-- PASSAGE FOR REVIEW follows --
Cautiously optimistic as I am cautiously pessimistic, he thought that the FBI and the Departments of Justice and Homeland Security should concentrate on defeating the domestic terrorists in our midst: White Supremacists, Neo Nazis, and right-wing militias, many of whom participated in last week’s insurrection in the nation’s capitol. Infiltrate them, arrest them whenever possible, but by all means necessary prevent them from translating their violent fantasies into action. Under pressure, pushed further and further to the margins, they will eventually disappear, as did the left-wing bomb-throwers in the 60s — the Weathermen, the Symbionese Liberation Army.
I said that I hoped that would come about. But I wasn’t entirely convinced, nagged by a suspicion that our capacity for civic and moral virtue has become so degraded that reunifying this fractured nation may no longer be possible. Reading or listening to comments from the insurrectionists has been sobering, depressing, alarming. They believe every lie spewed from the mouths of Trump and his enablers, chiefly the lie that the election was stolen, despite the facts that 50 states ratified the results and that 90 judges dismissed the 60 lWhite House lawsuits alleging fraud for lack of any credible evidence. They continue to believe in outlandish conspiracy theories — a Satanic ring of pedophiles, led by prominent Democrats, headquartered in a Washington pizza parlor; the Covid pandemic is a hoax perpetrated by liberals to control American citizens. They are beyond the pale. How far beyond? Consider that one of the insurrectionist leaders was recorded urging his (maskless) followers to hug each other and “create a super-spreader event.” Some did. That’s edging toward mass suicide, like the cultists who obeyed Jim Jone’s call to drink poisoned Kool Aid.
-- PASSAGE FOR REVIEW concluded --
- USING THE INFORMATION:
• a. In the passage about the Capitol insurrection, set down the text between "Cautiously optimistic as" and "Symbionese Liberation Army.", inclusive.
• b. List the groups that the passage about the Capitol insurrection names as the domestic terrorists in our midst.
-- INFORMATION SHOWN follows --
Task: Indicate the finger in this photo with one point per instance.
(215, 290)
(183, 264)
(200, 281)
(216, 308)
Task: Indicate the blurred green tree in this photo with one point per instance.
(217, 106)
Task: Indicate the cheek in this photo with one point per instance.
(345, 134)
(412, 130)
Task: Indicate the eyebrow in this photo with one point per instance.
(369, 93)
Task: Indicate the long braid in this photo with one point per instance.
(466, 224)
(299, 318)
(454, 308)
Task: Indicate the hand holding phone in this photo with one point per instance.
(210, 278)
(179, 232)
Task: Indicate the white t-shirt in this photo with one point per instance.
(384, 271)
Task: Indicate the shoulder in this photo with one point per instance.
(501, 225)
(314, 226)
-- INFORMATION SHOWN concluded --
- PROBLEM SOLUTIONS:
• a.
Cautiously optimistic as I am cautiously pessimistic, he thought that the FBI and the Departments of Justice and Homeland Security should concentrate on defeating the domestic terrorists in our midst: White Supremacists, Neo Nazis, and right-wing militias, many of whom participated in last week’s insurrection in the nation’s capitol. Infiltrate them, arrest them whenever possible, but by all means necessary prevent them from translating their violent fantasies into action. Under pressure, pushed further and further to the margins, they will eventually disappear, as did the left-wing bomb-throwers in the 60s — the Weathermen, the Symbionese Liberation Army.

• b.
White Supremacists
Neo Nazis
right-wing militias